▸ **Task prompt**: For the records that follow, return only the count of lines containing the string "below".

════════════════

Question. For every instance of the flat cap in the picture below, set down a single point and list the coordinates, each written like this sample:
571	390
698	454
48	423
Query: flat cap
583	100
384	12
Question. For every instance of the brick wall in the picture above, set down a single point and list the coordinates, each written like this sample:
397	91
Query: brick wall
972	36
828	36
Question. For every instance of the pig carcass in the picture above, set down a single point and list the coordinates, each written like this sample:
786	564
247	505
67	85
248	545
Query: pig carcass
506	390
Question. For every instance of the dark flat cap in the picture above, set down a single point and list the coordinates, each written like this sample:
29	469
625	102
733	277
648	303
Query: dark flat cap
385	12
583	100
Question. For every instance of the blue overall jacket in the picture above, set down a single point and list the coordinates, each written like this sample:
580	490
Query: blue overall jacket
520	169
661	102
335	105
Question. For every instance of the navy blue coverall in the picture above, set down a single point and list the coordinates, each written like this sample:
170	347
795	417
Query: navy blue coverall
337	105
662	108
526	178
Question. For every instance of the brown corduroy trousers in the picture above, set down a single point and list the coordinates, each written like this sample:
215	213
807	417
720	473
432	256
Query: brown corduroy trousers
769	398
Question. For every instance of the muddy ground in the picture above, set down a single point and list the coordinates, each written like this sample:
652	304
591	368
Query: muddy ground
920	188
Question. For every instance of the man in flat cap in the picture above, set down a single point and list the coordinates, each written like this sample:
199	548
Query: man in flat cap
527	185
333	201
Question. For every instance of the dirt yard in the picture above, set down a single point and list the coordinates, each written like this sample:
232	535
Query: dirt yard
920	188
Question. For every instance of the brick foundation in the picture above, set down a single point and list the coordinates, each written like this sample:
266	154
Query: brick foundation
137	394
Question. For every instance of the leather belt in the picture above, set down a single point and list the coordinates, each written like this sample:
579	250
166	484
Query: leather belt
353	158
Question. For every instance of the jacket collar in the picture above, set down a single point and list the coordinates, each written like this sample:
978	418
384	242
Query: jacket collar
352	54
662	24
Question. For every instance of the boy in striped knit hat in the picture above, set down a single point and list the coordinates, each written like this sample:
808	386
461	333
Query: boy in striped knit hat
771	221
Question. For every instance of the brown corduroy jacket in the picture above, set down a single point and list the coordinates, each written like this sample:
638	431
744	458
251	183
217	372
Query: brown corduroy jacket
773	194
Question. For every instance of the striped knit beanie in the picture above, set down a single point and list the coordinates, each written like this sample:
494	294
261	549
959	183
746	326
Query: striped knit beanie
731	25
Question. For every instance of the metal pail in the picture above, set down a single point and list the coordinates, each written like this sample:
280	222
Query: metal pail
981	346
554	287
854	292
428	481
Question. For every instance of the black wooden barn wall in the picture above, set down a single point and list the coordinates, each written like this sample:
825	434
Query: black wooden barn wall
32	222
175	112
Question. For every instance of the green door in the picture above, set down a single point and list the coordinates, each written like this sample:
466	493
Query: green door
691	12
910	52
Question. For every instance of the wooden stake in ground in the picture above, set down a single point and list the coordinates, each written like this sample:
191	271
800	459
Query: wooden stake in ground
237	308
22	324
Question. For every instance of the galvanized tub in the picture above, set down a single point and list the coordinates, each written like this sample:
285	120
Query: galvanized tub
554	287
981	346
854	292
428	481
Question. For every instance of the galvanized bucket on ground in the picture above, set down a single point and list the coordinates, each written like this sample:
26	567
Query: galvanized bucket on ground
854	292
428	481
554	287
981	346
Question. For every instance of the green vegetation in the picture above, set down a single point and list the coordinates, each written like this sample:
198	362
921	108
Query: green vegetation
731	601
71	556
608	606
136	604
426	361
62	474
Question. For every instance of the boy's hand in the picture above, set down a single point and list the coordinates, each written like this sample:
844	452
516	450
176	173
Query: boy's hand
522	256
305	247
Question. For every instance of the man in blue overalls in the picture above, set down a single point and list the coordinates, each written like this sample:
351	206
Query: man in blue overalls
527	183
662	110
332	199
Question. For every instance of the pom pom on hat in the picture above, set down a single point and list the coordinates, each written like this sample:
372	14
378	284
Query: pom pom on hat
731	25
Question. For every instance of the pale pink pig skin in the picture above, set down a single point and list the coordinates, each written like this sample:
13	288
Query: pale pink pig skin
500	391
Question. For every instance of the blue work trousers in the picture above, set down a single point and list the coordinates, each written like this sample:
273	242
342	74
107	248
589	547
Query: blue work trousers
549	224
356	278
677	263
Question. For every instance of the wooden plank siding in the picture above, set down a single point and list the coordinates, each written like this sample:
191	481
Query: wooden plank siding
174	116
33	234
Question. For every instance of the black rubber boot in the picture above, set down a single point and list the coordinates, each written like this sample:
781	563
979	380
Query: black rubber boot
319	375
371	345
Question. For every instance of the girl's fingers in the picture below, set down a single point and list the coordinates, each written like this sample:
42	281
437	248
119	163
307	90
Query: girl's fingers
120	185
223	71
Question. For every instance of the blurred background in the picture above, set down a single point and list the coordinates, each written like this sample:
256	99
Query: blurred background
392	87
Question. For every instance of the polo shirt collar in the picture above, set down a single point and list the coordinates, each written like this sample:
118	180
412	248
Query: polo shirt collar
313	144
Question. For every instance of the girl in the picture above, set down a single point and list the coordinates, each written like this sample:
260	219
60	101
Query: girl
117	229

════════════════

▸ **Problem solution**: 2